### [Document section]
Re: Mozilla Charset Detectors

2017-05-22 Thread Jonathan Kew

On 22/05/2017 10:13, Gabriel Sandor wrote:

Greetings,

I recently came across the Mozilla Charset Detectors tool, at
https://www-archive.mozilla.org/projects/intl/chardet.html. I'm working on
a C# project where I could use a port of this library (e.g.
https://github.com/errepi/ude) for advanced charset detection.

I'm not sure however if this tool is deprecated or not, and still
recommended by Mozilla for use in modern applications. The tool page is
archived and most of the links are dead, while the code seems to be at
least 7-8 years old. Could you please tell me what's the status of this
tool and whether I should use it in my project or look for something else?


I'd suggest looking at ICU, for a modern, actively-maintained library 
that can probably help you:


 http://userguide.icu-project.org/conversion/detection

Or there's also https://github.com/google/compact_enc_det (as mentioned 
in the ICU doc).


JK
___
dev-platform mailing list
dev-platform@lists.mozilla.org
https://lists.mozilla.org/listinfo/dev-platform


Re: Mozilla Charset Detectors

2017-05-22 Thread Henri Sivonen
On Mon, May 22, 2017 at 12:13 PM, Gabriel Sandor
 wrote:
> I recently came across the Mozilla Charset Detectors tool, at
> https://www-archive.mozilla.org/projects/intl/chardet.html. I'm working on
> a C# project where I could use a port of this library (e.g.
> https://github.com/errepi/ude) for advanced charset detection.

It's somewhat unfortunate that chardet got ported over to languages
like Python and C# with its shortcomings. The main shortcoming is that
despite the name saying "universal", the detector was rather arbitrary
in what it detected and what it didn't. Why Hebrew and Thai but not
Arabic or Vietnamese? Why have a Hungarian-specific frequency model
(that didn't actually work) but no models for e.g. Polish and Czech
from the same legacy encoding family?

The remaining detector bits in Firefox are for Japanese, Russian and
Ukrainian only, and I strongly suspect that the Russian and Ukrainian
detectors are doing more harm than good.

> I'm not sure however if this tool is deprecated or not, and still
> recommended by Mozilla for use in modern applications. The tool page is
> archived and most of the links are dead, while the code seems to be at
> least 7-8 years old. Could you please tell me what's the status of this
> tool and whether I should use it in my project or look for something else?

### [Source excerpt]
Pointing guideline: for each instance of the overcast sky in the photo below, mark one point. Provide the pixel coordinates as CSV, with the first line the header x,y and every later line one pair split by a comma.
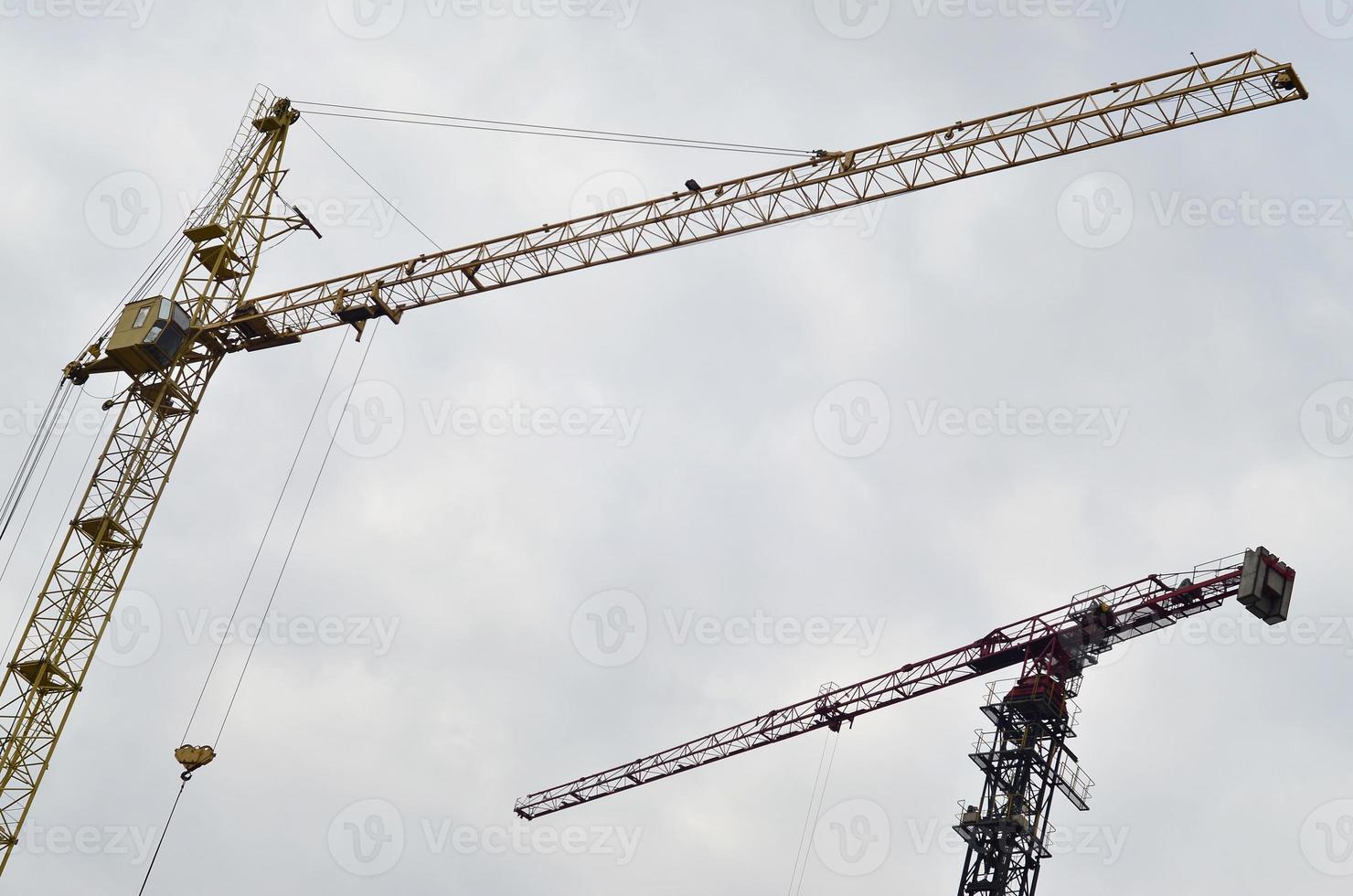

### [Directions]
**a)** Quote the Mozilla Charset Detectors thread word for word, everything from "The remaining detector" down to "harm than good.".
**b)** Extend the mailing list thread on Mozilla Charset Detectors, picking up right after its final line.

### [Outputs for the tasks]
**a)**
The remaining detector bits in Firefox are for Japanese, Russian and
Ukrainian only, and I strongly suspect that the Russian and Ukrainian
detectors are doing more harm than good.

**b)**
I recommend not using it. (I removed most of it from Firefox.)

I recommend avoiding heuristic detection unless your project
absolutely can't do without. If you *really* need a detector, ICU and
https://github.com/google/compact_enc_det/ might be worth looking at,
though this shouldn't be read as an endorsement of either.

With both ICU and https://github.com/google/compact_enc_det/ , watch
out for the detector's possible guess space containing very rarely
used encodings that you really don't want content detected as by
mistake.

-- 
Henri Sivonen
hsivo...@hsivonen.fi
https://hsivonen.fi/
___
dev-platform mailing list
dev-platform@lists.mozilla.org
https://lists.mozilla.org/listinfo/dev-platform


Re: Mozilla Charset Detectors

2017-05-23 Thread Gabriel Sandor
Hello Henri,

I was afraid this might be the case, so the library really is deprecated.

The project i'm working on implies multi-lingual environment, users, and
files, so yes, having a good encoding detector is important. Thanks for the
alternate recommendations, i see that they are C/C++ libraries but in
theory they can be wrapped into a managed C++.NET assembly and consumed by
a C# project. I haven't seen yet any existing C# ports that also handle
charset detection.

On Mon, May 22, 2017 at 5:49 PM, Henri Sivonen  wrote:

> On Mon, May 22, 2017 at 12:13 PM, Gabriel Sandor
>  wrote:
> > I recently came across the Mozilla Charset Detectors tool, at
> > https://www-archive.mozilla.org/projects/intl/chardet.html. I'm working
> on
> > a C# project where I could use a port of this library (e.g.
> > https://github.com/errepi/ude) for advanced charset detection.
>
> It's somewhat unfortunate that chardet got ported over to languages
> like Python and C# with its shortcomings. The main shortcoming is that
> despite the name saying "universal", the detector was rather arbitrary
> in what it detected and what it didn't. Why Hebrew and Thai but not
> Arabic or Vietnamese? Why have a Hungarian-specific frequency model
> (that didn't actually work) but no models for e.g. Polish and Czech
> from the same legacy encoding family?
>
> The remaining detector bits in Firefox are for Japanese, Russian and
> Ukrainian only, and I strongly suspect that the Russian and Ukrainian
> detectors are doing more harm than good.
>
> > I'm not sure however if this tool is deprecated or not, and still
> > recommended by Mozilla for use in modern applications. The tool page is
> > archived and most of the links are dead, while the code seems to be at
> > least 7-8 years old. Could you please tell me what's the status of this
> > tool and whether I should use it in my project or look for something
> else?
>
> I recommend not using it. (I removed most of it from Firefox.)
>
> I recommend avoiding heuristic detection unless your project
> absolutely can't do without. If you *really* need a detector, ICU and
> https://github.com/google/compact_enc_det/ might be worth looking at,
> though this shouldn't be read as an endorsement of either.
>
> With both ICU and https://github.com/google/compact_enc_det/ , watch
> out for the detector's possible guess space containing very rarely
> used encodings that you really don't want content detected as by
> mistake.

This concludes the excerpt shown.